START Given passage

Comment 10 Tom Tromey 2022-05-26 13:50:35 UTC

That patch solved one problem but not all the problems
pointed out in this bug, so I'm leaving this open.

Comment 11 Tom Tromey 2022-09-23 20:23:23 UTC

I managed to reproduce this with the 'sizeof' test program
(after hacking gdb to ignore .gdb_index, since the Fedora
libc debuginfo uses that).

I couldn't reproduce it when running on gdb itself,
and I discovered that I can avoid the problem by
using C++.  That is, when debugging sizeof:

(gdb) set debug dwarf-read 1
(gdb) set lang c++
Warning: the current language does not match this frame.
(gdb) print sizeof(short)
$1 = 2

So I tend to think this probably a bug elsewhere in gdb.

In C++, gdb canonializes inputs so that lookups will succeed.
This isn't done for C, I think, probably because it seemed
like there was no need.  But given that the DWARF says
"signed short" as a symbol name, perhaps we need some special
cases for this sort of thing.

Comment 12 Joel Brobecker 2022-10-02 00:19:41 UTC

Hi Tom,

I'm wondering whether this PR is still about the performance of the new DWARF reader, or is it now about some bug(s?). As this PR is marked as targeting GDB 13, would you mind telling us more about what's left to do for it?

Thank you!

Comment 13 Tom Tromey 2022-10-06 20:44:08 UTC

(In reply to Joel Brobecker from comment #12)

> I'm wondering whether this PR is still about the performance of the new
> DWARF reader, or is it now about some bug(s?). As this PR is marked as
> targeting GDB 13, would you mind telling us more about what's left to do for
> it?

With the new reader, gdb seems to expand too many CUs in some cases,
and we should probably fix this before 13.  Comment #5 describes the
scenario but I imagine it can be reproduced in other ways as well.

Comment 14 Simon Marchi 2022-10-24 19:27:30 UTC

I was looking at another timeout failure that happens randomly on my system, it points to this.  It's from test gdb.mi/mi-var-cmd.exp:

The test tries to create a varobj with expression "int".  It expects GDB to error out with "Attempt to use a type name as an expression."

END Given passage

Work instructions:
[A] List every command entered at the (gdb) prompt in the gdb bug thread.
[B] State whether each statement below agrees with the gdb bug thread, and support each verdict with the deciding words of the thread: (i) Tom Tromey was able to reproduce the problem when running on gdb itself. (ii) The PR is marked as targeting GDB 13. (iii) According to the thread, gdb performs the same input canonicalization for C that it performs for C++.
[C] Take the gdb bug thread further, beginning after its final sentence.

START Provided material

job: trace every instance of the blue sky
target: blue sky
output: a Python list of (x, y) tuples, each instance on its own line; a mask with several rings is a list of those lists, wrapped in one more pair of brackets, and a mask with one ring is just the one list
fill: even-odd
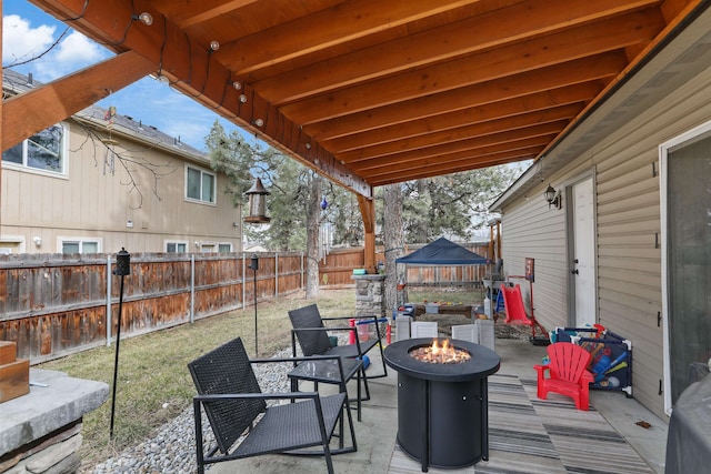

END Provided material

Responses per task:
[A]
set debug dwarf-read 1
set lang c++
print sizeof(short)

[B]
(i) No: "I couldn't reproduce it when running on gdb itself"
(ii) Yes: "As this PR is marked as targeting GDB 13"
(iii) No: "This isn't done for C, I think"

[C]
^error,msg="-var-create: unable to create variable object"

I can replicate this with:

$ ./gdb -nx -q --data-directory=data-directory testsuite/outputs/gdb.mi/mi-var-cmd/mi-var-cmd -ex start
(gdb) set debug dwarf-read 1
(gdb) print int
...
[dwarf-read] process_queue: Expanding one or more symtabs of objfile /usr/lib/debug/.build-id/69/389d485a9793dbe873f0ea2c93e02efaa9aa3d.debug ...
[dwarf-read] process_queue: Expanding symtab of CU at offset 0x480bd4                     
[dwarf-read] process_queue: Done expanding CU at offset 0x480bd4                                                                                                                     
[dwarf-read] process_queue: Done expanding symtabs of /usr/lib/debug/.build-id/69/389d485a9793dbe873f0ea2c93e02efaa9aa3d.debug.                  
[dwarf-read] process_queue: Expanding one or more symtabs of objfile /usr/lib/debug/.build-id/69/389d485a9793dbe873f0ea2c93e02efaa9aa3d.debug ...
[dwarf-read] process_queue: Expanding symtab of CU at offset 0x48cd5e                     
[dwarf-read] process_queue: Done expanding CU at offset 0x48cd5e                                                                                                                     
[dwarf-read] process_queue: Done expanding symtabs of /usr/lib/debug/.build-id/69/389d485a9793dbe873f0ea2c93e02efaa9aa3d.debug.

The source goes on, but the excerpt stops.